- **Text block**:

Sigma-1 receptor knockout disturbs gut microbiota, remodels serum metabolome, and exacerbates isoprenaline-induced heart failure

Jian-Zheng Yang; Kai-Kai Zhang; Hong-Wu Shen; Yi Liu; Xiu-Wen Li; Li-Jian Chen; Jia-Li Liu; Jia-Hao Li; Dong Zhao; Qi Wang; Chu-Song Zhou

doi:10.3389/fmicb.2023.1255971

Sigma-1 receptor knockout disturbs gut microbiota, remodels serum metabolome, and exacerbates isoprenaline-induced heart failure

Front Microbiol. 2023 Aug 31:14:1255971. doi: 10.3389/fmicb.2023.1255971. eCollection 2023.

Authors

Jian-Zheng Yang¹, Kai-Kai Zhang¹, Hong-Wu Shen^{2

3}, Yi Liu¹, Xiu-Wen Li¹, Li-Jian Chen¹, Jia-Li Liu¹, Jia-Hao Li¹, Dong Zhao², Qi Wang¹, Chu-Song Zhou⁴

Affiliations

¹ Guangzhou Key Laboratory of Forensic Multi-Omics for Precision Identification, School of Forensic Medicine, Southern Medical University, Guangzhou, China.
² Key Laboratory of Evidence Science (China University of Political Science and Law), Ministry of Education, Beijing, China.
³ Security Department, University of Electronic Science and Technology of China, Chengdu, China.
⁴ Department of Spine Surgery, Zhujiang Hospital, Southern Medical University, Guangzhou, Guangdong, China.

Abstract

Introduction: Heart failure (HF) is usually the end stage of the continuum of various cardiovascular diseases. However, the mechanism underlying the progression and development of HF remains poorly understood. The sigma-1 receptor (Sigmar1) is a non-opioid transmembrane receptor implicated in many diseases, including HF. However, the role of Sigmar1 in HF has not been fully elucidated.

Methods: In this study, we used isoproterenol (ISO) to induce HF in wild-type (WT) and Sigmar1 knockout (Sigmar1^-/-) mice. Multi-omic analysis, including microbiomics, metabolomics and transcriptomics, was employed to comprehensively evaluate the role of Sigmar1 in HF.

- **Input data**:

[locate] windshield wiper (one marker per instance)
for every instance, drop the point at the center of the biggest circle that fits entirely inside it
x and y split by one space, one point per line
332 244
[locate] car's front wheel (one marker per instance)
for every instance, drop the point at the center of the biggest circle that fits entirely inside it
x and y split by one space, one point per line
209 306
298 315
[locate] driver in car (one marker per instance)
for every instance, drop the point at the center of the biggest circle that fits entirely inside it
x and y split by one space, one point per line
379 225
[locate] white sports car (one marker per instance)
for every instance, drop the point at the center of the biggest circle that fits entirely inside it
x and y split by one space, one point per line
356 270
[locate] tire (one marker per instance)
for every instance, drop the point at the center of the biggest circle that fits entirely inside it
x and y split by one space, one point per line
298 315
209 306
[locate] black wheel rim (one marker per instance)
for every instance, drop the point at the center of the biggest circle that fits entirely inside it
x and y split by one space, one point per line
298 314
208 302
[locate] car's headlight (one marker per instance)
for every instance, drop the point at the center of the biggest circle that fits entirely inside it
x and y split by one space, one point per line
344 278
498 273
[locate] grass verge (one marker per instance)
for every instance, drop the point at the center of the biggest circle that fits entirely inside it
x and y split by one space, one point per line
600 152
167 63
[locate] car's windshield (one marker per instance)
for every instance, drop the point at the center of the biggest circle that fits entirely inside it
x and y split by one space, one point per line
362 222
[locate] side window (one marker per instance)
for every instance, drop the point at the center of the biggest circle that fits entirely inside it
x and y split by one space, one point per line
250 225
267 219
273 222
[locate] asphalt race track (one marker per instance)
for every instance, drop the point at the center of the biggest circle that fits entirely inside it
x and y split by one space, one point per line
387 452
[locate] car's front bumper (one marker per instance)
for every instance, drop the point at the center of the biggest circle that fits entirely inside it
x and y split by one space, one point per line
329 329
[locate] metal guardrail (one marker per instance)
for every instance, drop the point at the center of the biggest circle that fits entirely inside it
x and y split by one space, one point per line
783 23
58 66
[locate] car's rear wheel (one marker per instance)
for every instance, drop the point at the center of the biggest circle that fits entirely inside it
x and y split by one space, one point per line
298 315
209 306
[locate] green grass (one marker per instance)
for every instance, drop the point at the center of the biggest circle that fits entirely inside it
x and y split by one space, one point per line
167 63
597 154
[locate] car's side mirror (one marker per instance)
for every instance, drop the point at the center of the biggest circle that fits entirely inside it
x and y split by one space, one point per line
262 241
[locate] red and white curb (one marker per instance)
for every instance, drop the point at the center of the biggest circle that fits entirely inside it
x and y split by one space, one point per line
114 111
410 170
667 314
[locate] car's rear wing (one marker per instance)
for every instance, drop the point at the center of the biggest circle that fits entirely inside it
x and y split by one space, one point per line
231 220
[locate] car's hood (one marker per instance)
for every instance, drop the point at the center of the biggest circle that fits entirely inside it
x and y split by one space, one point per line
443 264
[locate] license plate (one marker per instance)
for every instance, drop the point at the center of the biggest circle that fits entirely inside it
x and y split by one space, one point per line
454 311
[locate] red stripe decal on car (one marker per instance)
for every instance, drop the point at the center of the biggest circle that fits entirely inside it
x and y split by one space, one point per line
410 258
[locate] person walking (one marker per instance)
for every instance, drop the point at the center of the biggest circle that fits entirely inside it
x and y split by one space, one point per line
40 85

- **Set of tasks**:
(a) Transcribe the part of the Sigmar1 heart failure abstract from "Methods: In this" up to and including "Sigmar1 in HF.".
(b) Answer these questions using the Sigmar1 heart failure abstract:
(i) Which drug did the study use to induce heart failure in the mice?
(ii) Which university houses the Guangzhou Key Laboratory of Forensic Multi-Omics for Precision Identification?
(iii) What kind of receptor does the abstract say Sigmar1 is?
(c) Pick up the Sigmar1 heart failure abstract after its last sentence and keep writing.

- **Task responses**:
(a)
Methods: In this study, we used isoproterenol (ISO) to induce HF in wild-type (WT) and Sigmar1 knockout (Sigmar1^-/-) mice. Multi-omic analysis, including microbiomics, metabolomics and transcriptomics, was employed to comprehensively evaluate the role of Sigmar1 in HF.

(b)
(i) Isoproterenol (ISO).
(ii) Southern Medical University.
(iii) A non-opioid transmembrane receptor.

(c)
Results: Compared with the WT-ISO group, Sigmar1^-/- aggravated ISO-induced HF, including left ventricular systolic dysfunction and ventricular remodeling. Moreover, Sigmar1^-/- exacerbated ISO-induced gut microbiota dysbiosis, which was demonstrated by the lower abundance of probiotics g_Akkermansia and g_norank_f_Muribaculaceae, and higher abundance of pathogenic g_norank_f_Oscillospiraceae and Allobaculum. Furthermore, differential metabolites among WT-Control, WT-ISO and Sigmar^-/--ISO groups were mainly enriched in bile secretion, tryptophan metabolism and phenylalanine metabolism, which presented a close association with microbial dysbiosis. Corresponding with the exacerbation of the microbiome, the inflammation-related NOD-like receptor signaling pathway, NF-kappa B signaling pathway and TNF signaling pathway were activated in the heart tissues.

Conclusion: Taken together, this study provides evidence that a Sigmar1 knockout disturbs the gut microbiota and remodels the serum metabolome, which may exacerbate HF by stimulating heart inflammation.

Keywords: gut microbiota; heart failure; inflammation; sigma-1 receptor; transcriptomics; untargeted metabolomics.